**Provided text:**
Figure 1. Typical date codes found on dairy delivery
cases. Both indicate a case manufactured
in March of 1981.
Most plants visited had an assortment of different case types, with
different types of dates or codes. When sampling from such an assortment,
it is important to read every date on cases included in the sample, not
just those that are most legible. This will reduce sample bias, which
is discussed in greater detail in the next section. If the above con
ditions have been met, i.e., dated cases and accurate records indicating
when cases of a particular manufacture date were put into service, this
procedure can be used. The next step is to record manufacture dates
from a random sample of cases.
Obtaining the Sample
The optimum time for sampling cases is as soon as possible after
the most recent batch of cases has been absorbed by the system and has
become randomly distributed. While the exact time is difficult to
specify, it is estimated to be about one month after introduction of new
cases to the system for most plants. If sampling is done too soon, the
majority of the newest cases might remain together, and could be under
sampled if they are all at customers or away from the plant at once.
Similarly, they could be oversampled if large numbers are back at the
plant simultaneously. On the other hand, if too much time elapses after
introduction of a batch of cases into the system, substantial numbers
could already have been lost and estimates of case losses based on the
technique described in the next section may be too low.
A sample of approximately 2,000 cases is sufficient for most plants
to insure reasonable accuracy. Every effort must be made to insure that
a random sample of dates will be recorded. In most plants, cases of all
ages and types will be uniformly or randomly distributed through the
distribution system. However, if cases tend to be sorted for some
reason, i.e., because of driver preference for a particular type of case
or because some cases pose handling problems in certain lines, care must
be exercised or a biased sample may result.
At the four cooperating plants, samples were obtained in various
locations such as filling lines, case storage areas, unloading docks,
and the case washing line. The sample dates should be obtained wherever
dates can be easily read, without introducing bias into the sampling
procedure.
Bias can be introduced whenever the sampler cannot read the date on
every case that passes by or if he cannot keep up when sampling every
"nth" (every 3rd, 4th, etc.) case that passes by when sampling in a
line. Bias would be introduced because the sampler would tend to read
highly legible cases, but undersample cases with less legible dates.
Similarly, bias can be introduced in sampling from stacked cases if
the sampler is less than diligent about recording dates that are
difficult to read.
FAMRC researchers found that the line emerging from the case washer
was the best place to obtain a sample in most plants. As the cases
emerge from the washer, they are usually stacked five or six cases high.
A sampler can easily record dates from every case in a given stack.
If more time is required to examine a hard to read date, the case can
be removed from the line for closer inspection and another substituted.

**Data entries:**
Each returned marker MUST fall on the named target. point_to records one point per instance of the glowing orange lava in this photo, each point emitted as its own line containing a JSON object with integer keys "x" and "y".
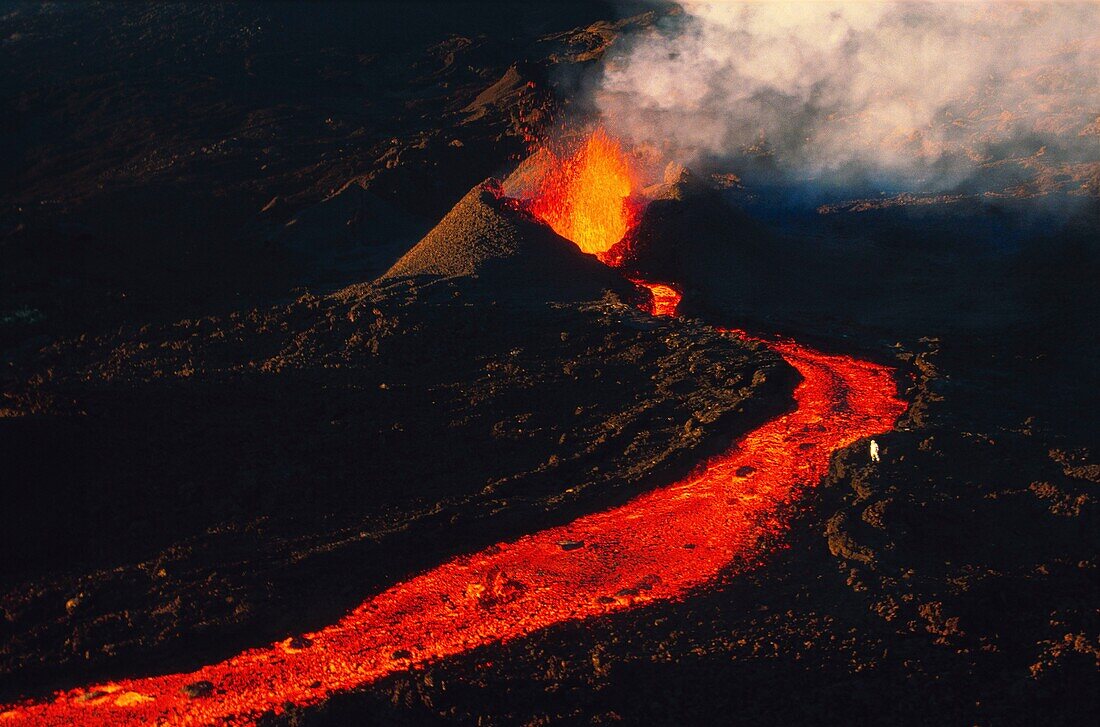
{"x": 586, "y": 197}
{"x": 659, "y": 546}
{"x": 666, "y": 298}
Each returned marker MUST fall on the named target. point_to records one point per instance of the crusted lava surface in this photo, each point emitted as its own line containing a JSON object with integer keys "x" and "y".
{"x": 263, "y": 472}
{"x": 210, "y": 442}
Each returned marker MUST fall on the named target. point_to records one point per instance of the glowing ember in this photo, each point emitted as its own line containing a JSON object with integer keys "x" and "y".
{"x": 659, "y": 546}
{"x": 586, "y": 198}
{"x": 666, "y": 298}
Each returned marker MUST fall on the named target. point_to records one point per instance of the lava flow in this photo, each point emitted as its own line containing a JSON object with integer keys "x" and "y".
{"x": 659, "y": 546}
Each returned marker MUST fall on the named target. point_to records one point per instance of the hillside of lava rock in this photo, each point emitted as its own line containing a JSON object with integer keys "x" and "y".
{"x": 352, "y": 372}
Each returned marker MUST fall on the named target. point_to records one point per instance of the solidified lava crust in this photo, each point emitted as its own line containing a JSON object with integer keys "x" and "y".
{"x": 659, "y": 546}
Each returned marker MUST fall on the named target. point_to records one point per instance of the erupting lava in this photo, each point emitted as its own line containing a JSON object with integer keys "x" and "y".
{"x": 586, "y": 197}
{"x": 659, "y": 546}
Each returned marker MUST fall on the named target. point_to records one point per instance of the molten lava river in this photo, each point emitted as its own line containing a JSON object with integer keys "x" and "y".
{"x": 660, "y": 546}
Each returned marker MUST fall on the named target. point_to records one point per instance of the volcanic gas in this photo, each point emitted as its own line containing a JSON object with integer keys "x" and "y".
{"x": 659, "y": 546}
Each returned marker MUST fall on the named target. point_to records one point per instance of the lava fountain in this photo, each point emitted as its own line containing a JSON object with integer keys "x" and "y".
{"x": 660, "y": 546}
{"x": 587, "y": 197}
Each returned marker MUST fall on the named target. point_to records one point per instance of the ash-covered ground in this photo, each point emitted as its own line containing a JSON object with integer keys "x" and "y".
{"x": 219, "y": 430}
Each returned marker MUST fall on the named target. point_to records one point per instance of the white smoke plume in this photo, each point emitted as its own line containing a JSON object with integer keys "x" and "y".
{"x": 919, "y": 94}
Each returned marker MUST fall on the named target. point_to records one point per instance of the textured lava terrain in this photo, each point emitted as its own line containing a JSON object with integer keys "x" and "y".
{"x": 221, "y": 429}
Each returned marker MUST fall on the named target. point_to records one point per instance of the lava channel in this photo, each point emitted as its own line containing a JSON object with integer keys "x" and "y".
{"x": 660, "y": 546}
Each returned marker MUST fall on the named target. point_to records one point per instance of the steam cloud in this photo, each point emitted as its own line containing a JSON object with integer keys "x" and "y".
{"x": 920, "y": 94}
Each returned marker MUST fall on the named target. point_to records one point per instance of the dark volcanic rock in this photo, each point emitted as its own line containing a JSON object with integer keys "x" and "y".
{"x": 513, "y": 256}
{"x": 263, "y": 472}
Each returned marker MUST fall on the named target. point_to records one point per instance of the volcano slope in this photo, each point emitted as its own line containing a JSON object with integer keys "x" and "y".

**Exercise 1:** In the passage on sampling dairy delivery cases, what size of sample is sufficient for most plants?
**Exercise 2:** Transcribe a portion of the passage on sampling dairy delivery cases word for word, beginning at the words "Figure 1. Typical" and stopping after "sample of cases.".

**Task answer 1:** A sample of approximately 2,000 cases is sufficient for most plants.

**Task answer 2:**
Figure 1. Typical date codes found on dairy delivery
cases. Both indicate a case manufactured
in March of 1981.
Most plants visited had an assortment of different case types, with
different types of dates or codes. When sampling from such an assortment,
it is important to read every date on cases included in the sample, not
just those that are most legible. This will reduce sample bias, which
is discussed in greater detail in the next section. If the above con
ditions have been met, i.e., dated cases and accurate records indicating
when cases of a particular manufacture date were put into service, this
procedure can be used. The next step is to record manufacture dates
from a random sample of cases.